**Kutipan Pilihan:**
┌────────
Seisi ruangan tertawa.
Suruh siapa low cost, ya kan? Hahaha.
* * *
Aku mengajak dia jalan kaki ke halte.
"Are you OK if we walk to the..."—aduh, 'halte' tuh bahasa Inggrisnya apa? Tetiba blank—"... halte? Um... such a small bus station?"
"Sure," jawabnya.
Lalu sepanjang berjalan kaki, kami mendiskusikan ketiadaan trotoar pedestrian way yang layak—"So, you have to be careful," aku memperingatkan. Jalan itu sempit, kadang harus melipir kalau ada mobil lewat, bahkan enggak bisa jalan jejeran. Bahkan ketika kami sudah sampai jalan raya, trotoarnya masih kurang layak: kadang ada lubang, ada mobil parkir di situ, juga ada tenda angkringan.
"This is an 'angkringan',"—apa pula itu angkringan in English?—"a kind of street food." Tapi dalam benakku, yang namanya street food itu lebih ke jajanan semacam bakso pentol, terang bulan, gorengan, dan lainnya. Aku milih menyebut street food karena lokasinya literally di tengah jalan (pejalan kaki).
└────────
**Tugas Anda:**
[a] Salin bagian dari kutipan tentang jalan kaki ke halte, mulai dari kata-kata "Suruh siapa low" dan berhenti setelah "ada tenda angkringan.".
[b] Menurut kutipan tentang jalan kaki ke halte, apa saja yang membuat trotoar di jalan raya masih kurang layak?
[c] Lanjutkan cerita tentang jalan kaki ke halte mulai dari sesudah kalimat terakhirnya.

**Data Terkumpul:**
┌────────
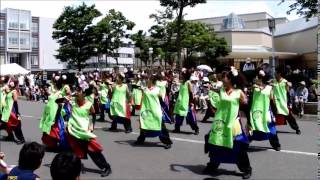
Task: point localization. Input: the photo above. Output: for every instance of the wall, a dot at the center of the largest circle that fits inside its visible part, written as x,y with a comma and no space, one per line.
47,46
247,38
299,42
└────────
**Kunci Jawaban:**
[a]
Suruh siapa low cost, ya kan? Hahaha.
* * *
Aku mengajak dia jalan kaki ke halte.
"Are you OK if we walk to the..."—aduh, 'halte' tuh bahasa Inggrisnya apa? Tetiba blank—"... halte? Um... such a small bus station?"
"Sure," jawabnya.
Lalu sepanjang berjalan kaki, kami mendiskusikan ketiadaan trotoar pedestrian way yang layak—"So, you have to be careful," aku memperingatkan. Jalan itu sempit, kadang harus melipir kalau ada mobil lewat, bahkan enggak bisa jalan jejeran. Bahkan ketika kami sudah sampai jalan raya, trotoarnya masih kurang layak: kadang ada lubang, ada mobil parkir di situ, juga ada tenda angkringan.

[b] Trotoarnya kadang berlubang, ada mobil parkir di situ, dan ada tenda angkringan.

[c]
Kami juga melewati hotel, yang kebetulan lagi ada nikahan karena ada janur melengkung. Aku jelaskan bahwa "young coconut leaves" tuh penanda kalau ada kondangan, dan dia balik cerita kalau di India, tanda nikahan adalah—kalau aku enggak salah dengar—pohon pisang. Eh, atau daun pisang?
Akhirnya, kami tiba di halte. Ting! Saat itu aku baru ingat bahwa halte bisa juga disebut shelter, jadi sepanjang sisa hari itu aku menyebut halte itu shelter. Walaupun, kalau dipikir-pikir lagi sekarang, mungkin sebenarnya lebih tepat dikatakan bus stop, ya?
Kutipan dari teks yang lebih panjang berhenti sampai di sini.